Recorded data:
- - - -
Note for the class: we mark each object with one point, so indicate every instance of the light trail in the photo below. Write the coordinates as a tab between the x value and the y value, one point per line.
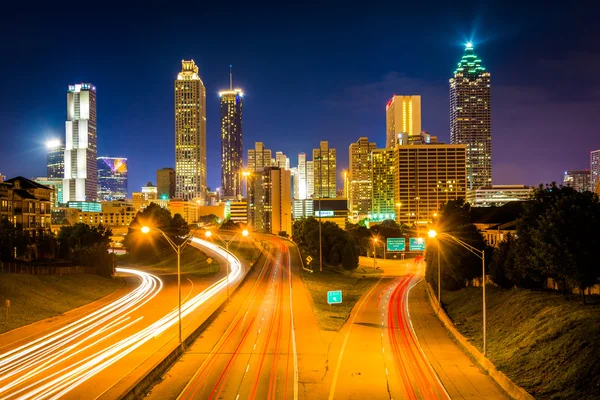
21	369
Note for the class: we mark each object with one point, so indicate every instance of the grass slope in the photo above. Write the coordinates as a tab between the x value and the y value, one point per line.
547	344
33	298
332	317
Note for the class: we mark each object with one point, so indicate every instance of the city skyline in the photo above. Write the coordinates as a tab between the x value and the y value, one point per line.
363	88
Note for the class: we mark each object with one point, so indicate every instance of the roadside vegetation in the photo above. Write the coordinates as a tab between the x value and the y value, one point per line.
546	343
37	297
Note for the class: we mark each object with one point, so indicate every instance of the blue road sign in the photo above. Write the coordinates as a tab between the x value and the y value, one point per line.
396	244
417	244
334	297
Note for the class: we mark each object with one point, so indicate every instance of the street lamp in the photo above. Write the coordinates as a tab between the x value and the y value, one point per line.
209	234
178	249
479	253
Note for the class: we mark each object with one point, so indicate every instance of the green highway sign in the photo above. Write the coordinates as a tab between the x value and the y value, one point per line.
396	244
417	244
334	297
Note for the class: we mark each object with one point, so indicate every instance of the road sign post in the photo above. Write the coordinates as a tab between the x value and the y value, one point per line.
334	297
- - - -
* [GOAL] Output the material as a Markdown table with the columns Row and Line. Start at the line containing "of the roadside" and run through the last line of the material, including both ends. Number each row and skip any blank lines.

* [WORKED ANSWER]
| Row | Line |
|---|---|
| 1 | Note for the class: we mark each object with one point, so indicate every instance of the roadside vegetation in the photo above. Write the coordinates as a tab between the x value and the y value, one point per line. |
| 2 | 546	343 |
| 3 | 37	297 |
| 4 | Note for the class: we mark each object with one point, so indicate every instance of the blue road sign in the photo above. Write the coordinates as a tab between the x value and the y value, one point per line. |
| 5 | 396	244 |
| 6 | 417	244 |
| 7 | 334	297 |
| 8 | Note for the class: we mark each object with one point, so indicate every instance of the street lamp in the photo above. Write the coordinates as a tab between the x value and the y value, one point per line. |
| 9 | 209	234 |
| 10 | 178	249 |
| 11 | 479	253 |
| 12 | Note for the class: we mark each object with one point, so indicate every instance of the green highway sign in the photo above. Write the coordinates as a tab between the x value and the y value, one point per line. |
| 13 | 396	244 |
| 14 | 417	244 |
| 15 | 334	297 |
| 16 | Note for the class: we mark each object with one point, so indicate every instance of the road sign post in the photo above. Write the coordinates as a tab between the x value and the y value, one point per line. |
| 17 | 334	297 |